START Source material

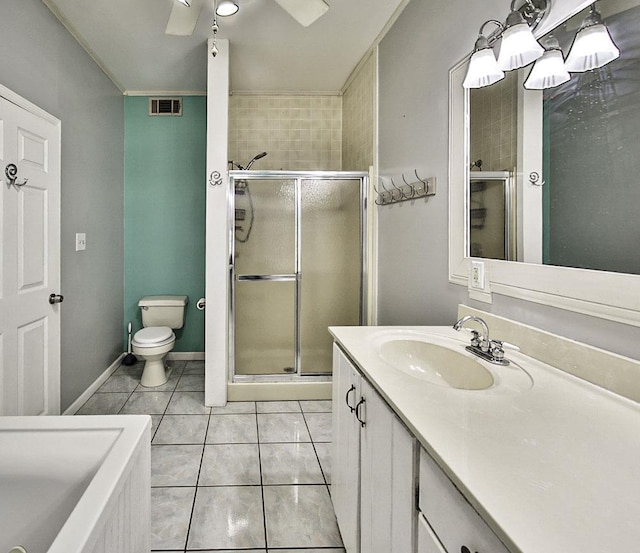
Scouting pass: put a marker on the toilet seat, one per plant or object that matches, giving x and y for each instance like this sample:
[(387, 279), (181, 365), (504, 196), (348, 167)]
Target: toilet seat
[(153, 337)]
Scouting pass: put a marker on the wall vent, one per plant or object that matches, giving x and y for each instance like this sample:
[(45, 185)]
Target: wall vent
[(165, 106)]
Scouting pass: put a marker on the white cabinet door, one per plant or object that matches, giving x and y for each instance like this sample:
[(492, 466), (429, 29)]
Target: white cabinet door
[(29, 259), (345, 462), (387, 482)]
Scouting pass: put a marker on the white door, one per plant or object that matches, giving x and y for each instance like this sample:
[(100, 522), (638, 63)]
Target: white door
[(29, 256)]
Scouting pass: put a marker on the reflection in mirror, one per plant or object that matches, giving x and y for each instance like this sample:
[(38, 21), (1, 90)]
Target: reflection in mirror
[(583, 138)]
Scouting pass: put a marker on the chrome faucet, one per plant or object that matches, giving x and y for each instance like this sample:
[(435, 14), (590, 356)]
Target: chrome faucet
[(481, 344)]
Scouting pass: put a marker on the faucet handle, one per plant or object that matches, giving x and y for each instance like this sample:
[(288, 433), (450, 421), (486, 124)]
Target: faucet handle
[(497, 348), (508, 345)]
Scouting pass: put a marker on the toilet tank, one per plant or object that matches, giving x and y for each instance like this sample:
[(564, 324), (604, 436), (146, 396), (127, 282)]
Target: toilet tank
[(163, 310)]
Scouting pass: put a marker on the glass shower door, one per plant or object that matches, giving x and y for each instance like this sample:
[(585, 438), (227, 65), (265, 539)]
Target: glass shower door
[(265, 277), (330, 265)]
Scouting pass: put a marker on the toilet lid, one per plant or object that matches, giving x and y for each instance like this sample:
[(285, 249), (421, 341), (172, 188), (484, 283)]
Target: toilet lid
[(153, 334)]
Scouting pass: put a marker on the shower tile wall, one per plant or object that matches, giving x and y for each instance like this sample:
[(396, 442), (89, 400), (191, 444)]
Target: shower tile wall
[(298, 132), (494, 124), (358, 109)]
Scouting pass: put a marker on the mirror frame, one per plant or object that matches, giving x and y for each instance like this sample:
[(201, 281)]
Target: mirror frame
[(607, 295)]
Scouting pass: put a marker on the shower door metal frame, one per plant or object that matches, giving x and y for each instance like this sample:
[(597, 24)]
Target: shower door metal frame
[(297, 177)]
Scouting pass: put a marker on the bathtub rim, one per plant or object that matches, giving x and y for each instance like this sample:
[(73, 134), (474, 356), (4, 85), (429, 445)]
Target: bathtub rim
[(84, 522)]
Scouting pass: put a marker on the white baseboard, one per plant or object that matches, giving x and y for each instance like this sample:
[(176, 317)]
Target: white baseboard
[(73, 408), (186, 355)]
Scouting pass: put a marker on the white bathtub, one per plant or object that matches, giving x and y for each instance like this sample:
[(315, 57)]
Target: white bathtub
[(75, 484)]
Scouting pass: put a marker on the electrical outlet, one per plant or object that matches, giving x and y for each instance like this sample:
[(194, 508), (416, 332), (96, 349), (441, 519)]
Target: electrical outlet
[(81, 241), (477, 275)]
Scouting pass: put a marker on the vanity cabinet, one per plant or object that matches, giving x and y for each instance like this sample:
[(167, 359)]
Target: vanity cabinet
[(373, 467)]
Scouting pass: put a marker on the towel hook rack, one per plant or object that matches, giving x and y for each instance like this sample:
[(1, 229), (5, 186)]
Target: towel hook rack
[(421, 188)]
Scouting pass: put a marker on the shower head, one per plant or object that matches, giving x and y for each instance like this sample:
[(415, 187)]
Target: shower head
[(256, 158)]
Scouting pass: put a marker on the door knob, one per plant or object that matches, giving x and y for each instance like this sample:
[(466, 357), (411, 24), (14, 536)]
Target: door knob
[(56, 298)]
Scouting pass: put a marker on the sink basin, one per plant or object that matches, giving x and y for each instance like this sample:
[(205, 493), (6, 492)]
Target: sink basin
[(436, 364)]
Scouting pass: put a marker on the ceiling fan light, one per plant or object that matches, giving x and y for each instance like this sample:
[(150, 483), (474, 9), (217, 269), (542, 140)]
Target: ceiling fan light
[(226, 8), (305, 12), (592, 48)]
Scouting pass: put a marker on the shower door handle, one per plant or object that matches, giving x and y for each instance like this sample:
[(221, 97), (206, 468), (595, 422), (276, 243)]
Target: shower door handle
[(266, 278)]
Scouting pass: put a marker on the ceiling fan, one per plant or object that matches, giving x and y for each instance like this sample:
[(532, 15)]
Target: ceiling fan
[(185, 13)]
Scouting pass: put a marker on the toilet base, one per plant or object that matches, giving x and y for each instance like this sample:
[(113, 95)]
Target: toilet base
[(155, 373)]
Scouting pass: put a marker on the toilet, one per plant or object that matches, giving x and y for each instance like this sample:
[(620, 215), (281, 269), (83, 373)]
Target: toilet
[(160, 316)]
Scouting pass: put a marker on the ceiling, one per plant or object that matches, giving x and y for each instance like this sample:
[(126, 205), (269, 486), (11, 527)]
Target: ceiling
[(269, 50)]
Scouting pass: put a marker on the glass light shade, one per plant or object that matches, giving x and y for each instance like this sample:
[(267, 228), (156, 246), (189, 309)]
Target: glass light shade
[(518, 48), (226, 8), (548, 71), (483, 70), (592, 48)]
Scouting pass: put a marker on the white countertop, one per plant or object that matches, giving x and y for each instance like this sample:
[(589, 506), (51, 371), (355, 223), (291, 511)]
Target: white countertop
[(552, 468)]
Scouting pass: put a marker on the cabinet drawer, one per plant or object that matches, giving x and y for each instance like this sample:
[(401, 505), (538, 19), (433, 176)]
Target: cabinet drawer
[(428, 542), (451, 517)]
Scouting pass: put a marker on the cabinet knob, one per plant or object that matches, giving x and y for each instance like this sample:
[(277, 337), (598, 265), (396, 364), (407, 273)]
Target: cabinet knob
[(346, 398), (360, 404)]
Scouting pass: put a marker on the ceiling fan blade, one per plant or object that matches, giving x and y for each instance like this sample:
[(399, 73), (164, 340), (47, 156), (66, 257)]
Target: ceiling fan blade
[(183, 19), (304, 12)]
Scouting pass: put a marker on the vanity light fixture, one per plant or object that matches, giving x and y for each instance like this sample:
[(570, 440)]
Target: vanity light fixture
[(549, 70), (592, 47), (483, 67), (226, 8), (518, 47)]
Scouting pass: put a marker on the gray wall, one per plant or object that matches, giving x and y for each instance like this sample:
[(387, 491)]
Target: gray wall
[(42, 62), (415, 57)]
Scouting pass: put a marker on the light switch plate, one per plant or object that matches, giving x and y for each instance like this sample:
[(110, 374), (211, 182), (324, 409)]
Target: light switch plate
[(81, 241), (476, 279)]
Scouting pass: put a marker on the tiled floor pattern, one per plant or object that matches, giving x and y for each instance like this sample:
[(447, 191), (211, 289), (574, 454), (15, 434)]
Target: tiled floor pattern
[(252, 476)]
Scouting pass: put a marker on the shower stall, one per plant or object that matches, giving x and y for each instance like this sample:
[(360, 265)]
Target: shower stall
[(297, 266)]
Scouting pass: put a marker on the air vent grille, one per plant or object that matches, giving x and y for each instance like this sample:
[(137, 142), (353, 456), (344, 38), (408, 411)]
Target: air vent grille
[(165, 106)]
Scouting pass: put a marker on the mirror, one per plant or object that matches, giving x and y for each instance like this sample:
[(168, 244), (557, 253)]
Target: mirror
[(599, 293), (554, 175)]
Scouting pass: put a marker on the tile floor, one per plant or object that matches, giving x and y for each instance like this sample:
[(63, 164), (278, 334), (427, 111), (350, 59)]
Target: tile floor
[(252, 476)]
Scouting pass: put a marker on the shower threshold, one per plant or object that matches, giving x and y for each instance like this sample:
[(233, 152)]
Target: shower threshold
[(286, 377)]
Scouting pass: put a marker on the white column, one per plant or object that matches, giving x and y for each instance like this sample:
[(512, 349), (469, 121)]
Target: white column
[(217, 232)]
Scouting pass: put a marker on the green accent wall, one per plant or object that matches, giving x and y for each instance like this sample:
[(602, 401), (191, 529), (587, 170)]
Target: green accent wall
[(164, 219)]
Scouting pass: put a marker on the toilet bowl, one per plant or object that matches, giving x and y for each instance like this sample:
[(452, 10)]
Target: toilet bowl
[(160, 315), (152, 344)]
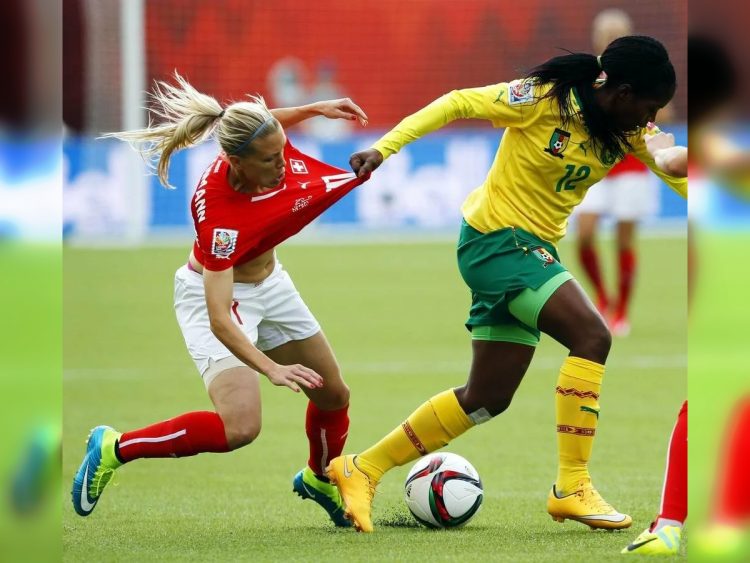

END Source material

Work order: Reproduce the records above from their first line to the line bearing "Scouting pass: put a marker on the white cabinet", both ends included, leaving every picture out.

The completed task:
Scouting pass: put a marker on the toilet seat, one per plant or object that matches, giving x and y for each instance like this sample:
[(387, 279), (181, 365), (504, 196), (348, 167)]
Target: toilet seat
[(153, 337)]
Scouting pass: put a marker on the wall vent, one per plant or object that matches, giving x and y for each instance like this sample:
[(45, 185)]
Target: wall vent
[(165, 106)]
Scouting pass: put a marker on the white cabinet door, one per plant or object that matches, giving x and y for each instance like this sample:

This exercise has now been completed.